Records for this task:
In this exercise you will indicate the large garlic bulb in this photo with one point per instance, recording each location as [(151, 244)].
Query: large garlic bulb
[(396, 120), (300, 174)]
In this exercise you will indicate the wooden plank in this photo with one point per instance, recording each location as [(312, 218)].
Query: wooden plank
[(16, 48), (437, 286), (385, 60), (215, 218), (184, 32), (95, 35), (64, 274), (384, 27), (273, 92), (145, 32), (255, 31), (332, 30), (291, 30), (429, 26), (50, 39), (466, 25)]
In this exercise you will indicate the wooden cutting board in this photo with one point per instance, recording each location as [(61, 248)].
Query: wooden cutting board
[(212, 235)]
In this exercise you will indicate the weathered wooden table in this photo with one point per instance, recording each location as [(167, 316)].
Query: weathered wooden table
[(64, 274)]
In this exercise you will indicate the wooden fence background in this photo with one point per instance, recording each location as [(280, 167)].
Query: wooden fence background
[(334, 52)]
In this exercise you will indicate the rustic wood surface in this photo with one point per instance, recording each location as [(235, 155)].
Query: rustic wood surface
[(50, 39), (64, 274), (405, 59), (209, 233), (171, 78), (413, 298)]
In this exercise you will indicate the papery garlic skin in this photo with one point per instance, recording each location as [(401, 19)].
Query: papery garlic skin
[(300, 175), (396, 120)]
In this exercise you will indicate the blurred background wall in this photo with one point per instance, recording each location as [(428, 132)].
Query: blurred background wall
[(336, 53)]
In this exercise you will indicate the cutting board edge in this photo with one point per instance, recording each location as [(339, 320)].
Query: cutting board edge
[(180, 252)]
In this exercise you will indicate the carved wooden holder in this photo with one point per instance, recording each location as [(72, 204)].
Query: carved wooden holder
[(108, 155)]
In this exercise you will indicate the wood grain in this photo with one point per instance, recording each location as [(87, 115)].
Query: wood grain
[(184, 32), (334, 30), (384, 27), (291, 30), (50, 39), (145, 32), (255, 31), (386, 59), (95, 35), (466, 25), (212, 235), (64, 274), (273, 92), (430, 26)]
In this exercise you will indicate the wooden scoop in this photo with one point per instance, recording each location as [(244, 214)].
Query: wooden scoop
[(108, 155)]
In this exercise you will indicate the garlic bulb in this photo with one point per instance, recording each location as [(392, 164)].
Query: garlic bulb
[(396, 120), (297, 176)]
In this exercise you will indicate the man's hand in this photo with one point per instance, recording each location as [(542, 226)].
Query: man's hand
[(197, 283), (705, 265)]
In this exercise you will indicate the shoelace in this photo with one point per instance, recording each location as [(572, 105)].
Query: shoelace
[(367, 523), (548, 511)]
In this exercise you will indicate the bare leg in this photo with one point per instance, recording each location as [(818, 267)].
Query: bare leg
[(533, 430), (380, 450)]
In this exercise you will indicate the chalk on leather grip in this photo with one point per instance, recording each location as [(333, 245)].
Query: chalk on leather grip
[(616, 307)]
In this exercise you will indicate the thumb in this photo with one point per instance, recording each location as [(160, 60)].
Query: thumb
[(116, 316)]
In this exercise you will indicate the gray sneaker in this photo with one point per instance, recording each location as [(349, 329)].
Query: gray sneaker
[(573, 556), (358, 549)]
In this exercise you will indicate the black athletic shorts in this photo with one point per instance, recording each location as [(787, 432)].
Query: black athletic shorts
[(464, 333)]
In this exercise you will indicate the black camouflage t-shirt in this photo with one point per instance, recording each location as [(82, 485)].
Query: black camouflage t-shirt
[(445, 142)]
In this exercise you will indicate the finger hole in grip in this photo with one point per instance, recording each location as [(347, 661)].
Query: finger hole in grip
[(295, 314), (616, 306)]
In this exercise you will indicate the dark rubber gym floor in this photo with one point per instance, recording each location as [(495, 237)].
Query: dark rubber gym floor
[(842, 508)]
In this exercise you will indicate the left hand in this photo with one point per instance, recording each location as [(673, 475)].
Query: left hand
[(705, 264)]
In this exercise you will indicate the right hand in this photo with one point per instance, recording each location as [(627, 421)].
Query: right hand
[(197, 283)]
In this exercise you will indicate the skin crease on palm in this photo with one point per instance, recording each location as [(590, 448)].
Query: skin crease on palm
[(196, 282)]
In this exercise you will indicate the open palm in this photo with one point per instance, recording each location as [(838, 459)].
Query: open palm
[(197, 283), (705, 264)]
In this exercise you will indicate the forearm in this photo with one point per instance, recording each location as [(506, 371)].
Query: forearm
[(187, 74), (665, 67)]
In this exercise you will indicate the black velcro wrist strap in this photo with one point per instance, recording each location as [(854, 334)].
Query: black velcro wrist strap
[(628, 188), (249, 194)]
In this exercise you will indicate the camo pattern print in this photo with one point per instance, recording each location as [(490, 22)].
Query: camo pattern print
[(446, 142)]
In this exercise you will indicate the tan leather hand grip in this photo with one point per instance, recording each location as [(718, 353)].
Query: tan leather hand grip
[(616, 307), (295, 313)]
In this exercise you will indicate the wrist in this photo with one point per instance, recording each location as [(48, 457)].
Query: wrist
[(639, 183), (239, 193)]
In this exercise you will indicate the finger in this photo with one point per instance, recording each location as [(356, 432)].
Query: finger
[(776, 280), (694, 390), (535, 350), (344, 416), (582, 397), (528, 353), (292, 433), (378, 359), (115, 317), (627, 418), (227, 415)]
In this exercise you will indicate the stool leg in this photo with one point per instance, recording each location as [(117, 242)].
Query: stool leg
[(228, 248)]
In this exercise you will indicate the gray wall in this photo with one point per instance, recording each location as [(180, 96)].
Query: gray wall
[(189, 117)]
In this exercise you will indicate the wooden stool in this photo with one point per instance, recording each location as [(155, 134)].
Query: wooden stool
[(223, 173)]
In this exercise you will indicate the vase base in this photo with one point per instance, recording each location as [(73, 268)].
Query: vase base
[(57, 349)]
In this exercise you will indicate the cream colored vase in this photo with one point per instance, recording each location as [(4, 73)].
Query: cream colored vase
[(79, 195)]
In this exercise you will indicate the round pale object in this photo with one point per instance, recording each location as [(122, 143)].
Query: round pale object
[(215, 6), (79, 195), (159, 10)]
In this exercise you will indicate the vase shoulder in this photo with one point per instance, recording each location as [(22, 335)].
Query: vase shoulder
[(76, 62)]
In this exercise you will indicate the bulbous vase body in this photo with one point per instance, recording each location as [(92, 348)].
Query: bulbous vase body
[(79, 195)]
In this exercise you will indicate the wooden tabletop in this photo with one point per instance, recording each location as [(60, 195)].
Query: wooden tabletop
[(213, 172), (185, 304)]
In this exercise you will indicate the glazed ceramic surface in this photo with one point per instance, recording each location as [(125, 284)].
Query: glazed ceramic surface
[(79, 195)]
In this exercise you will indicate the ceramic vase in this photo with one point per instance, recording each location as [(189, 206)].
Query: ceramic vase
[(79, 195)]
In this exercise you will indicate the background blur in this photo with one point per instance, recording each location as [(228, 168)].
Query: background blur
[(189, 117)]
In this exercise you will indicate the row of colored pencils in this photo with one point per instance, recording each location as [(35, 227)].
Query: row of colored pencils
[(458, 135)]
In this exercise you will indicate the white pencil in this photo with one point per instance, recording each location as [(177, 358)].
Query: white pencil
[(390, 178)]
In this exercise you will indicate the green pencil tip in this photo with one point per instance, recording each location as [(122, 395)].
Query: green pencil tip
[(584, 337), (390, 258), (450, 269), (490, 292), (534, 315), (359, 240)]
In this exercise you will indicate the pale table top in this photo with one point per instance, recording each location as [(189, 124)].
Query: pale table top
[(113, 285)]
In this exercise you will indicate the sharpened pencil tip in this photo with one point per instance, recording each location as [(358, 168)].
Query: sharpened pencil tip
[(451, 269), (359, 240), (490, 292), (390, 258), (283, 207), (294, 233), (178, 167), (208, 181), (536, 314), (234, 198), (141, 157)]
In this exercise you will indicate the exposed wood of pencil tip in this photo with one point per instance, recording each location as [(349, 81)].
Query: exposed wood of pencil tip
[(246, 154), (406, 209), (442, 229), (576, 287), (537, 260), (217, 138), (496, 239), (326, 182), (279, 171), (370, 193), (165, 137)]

Work instruction:
Give back exactly the lines from the beginning of the records through the line containing "In this exercise you will indicate the wooden plank", and only those.

Finished task:
In this exercise you will indicate the large garlic bulb in this photo with one point per instance, recording each location as [(151, 244)].
Query: large garlic bulb
[(396, 120), (300, 174)]
In this exercise you will indicate the wooden plank in this photo with one point per instance, recording each location as [(312, 218)].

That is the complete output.